▶ _Activity_: Copy out precisely the lines of the material that follows, beginning with the line containing "chimney with a single point, one per instance." and ending with its last line; exclude pictures.

========================

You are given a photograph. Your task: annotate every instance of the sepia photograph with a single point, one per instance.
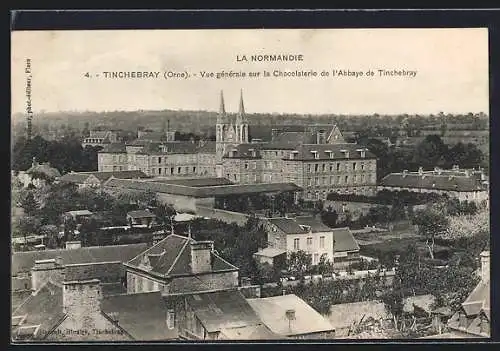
(250, 184)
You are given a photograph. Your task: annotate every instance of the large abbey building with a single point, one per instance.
(317, 158)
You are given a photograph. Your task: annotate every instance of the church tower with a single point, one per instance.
(231, 130)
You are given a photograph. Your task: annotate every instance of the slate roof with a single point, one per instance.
(114, 148)
(287, 225)
(141, 214)
(272, 312)
(432, 181)
(270, 252)
(106, 272)
(208, 191)
(45, 308)
(306, 152)
(81, 177)
(142, 315)
(195, 182)
(345, 315)
(315, 223)
(245, 151)
(223, 310)
(44, 169)
(25, 260)
(172, 256)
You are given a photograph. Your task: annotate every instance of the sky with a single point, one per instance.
(451, 65)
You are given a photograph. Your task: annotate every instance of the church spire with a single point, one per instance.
(222, 108)
(241, 111)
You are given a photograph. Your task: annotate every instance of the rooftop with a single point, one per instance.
(172, 256)
(273, 310)
(25, 260)
(142, 315)
(201, 191)
(223, 310)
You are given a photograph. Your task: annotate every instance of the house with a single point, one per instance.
(465, 185)
(78, 215)
(272, 256)
(221, 315)
(74, 308)
(96, 179)
(24, 262)
(473, 320)
(141, 217)
(38, 175)
(289, 316)
(179, 264)
(309, 234)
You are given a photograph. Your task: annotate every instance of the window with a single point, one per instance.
(296, 244)
(170, 319)
(316, 258)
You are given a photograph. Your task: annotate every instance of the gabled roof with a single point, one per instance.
(432, 181)
(287, 225)
(25, 260)
(208, 191)
(172, 256)
(81, 177)
(272, 312)
(141, 214)
(223, 310)
(245, 151)
(143, 315)
(44, 169)
(194, 182)
(43, 308)
(114, 148)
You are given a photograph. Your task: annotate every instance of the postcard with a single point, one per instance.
(237, 184)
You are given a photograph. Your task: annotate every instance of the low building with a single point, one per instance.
(73, 307)
(221, 315)
(141, 217)
(101, 138)
(289, 316)
(186, 197)
(309, 234)
(272, 256)
(96, 179)
(473, 320)
(465, 185)
(179, 264)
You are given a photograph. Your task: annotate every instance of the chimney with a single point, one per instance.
(201, 256)
(485, 266)
(45, 270)
(71, 245)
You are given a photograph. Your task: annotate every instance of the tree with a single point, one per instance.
(431, 222)
(393, 302)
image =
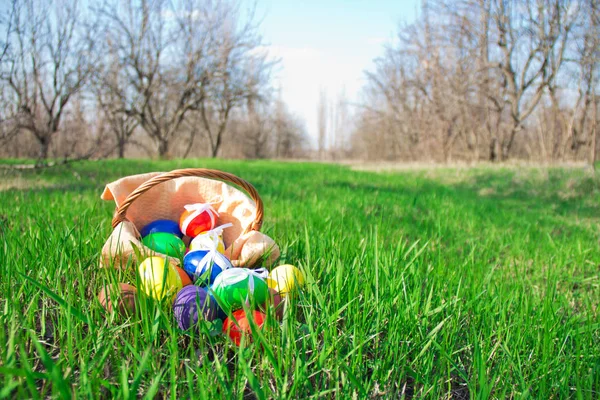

========================

▶ _Task response_:
You are given a photograph. Your task: annotate every instance of the chimney with a single point, one per instance.
(201, 256)
(485, 266)
(45, 270)
(71, 245)
You are given a photograph. Your task: annotate every instance of the tree with a single point, one per instance.
(431, 222)
(393, 302)
image =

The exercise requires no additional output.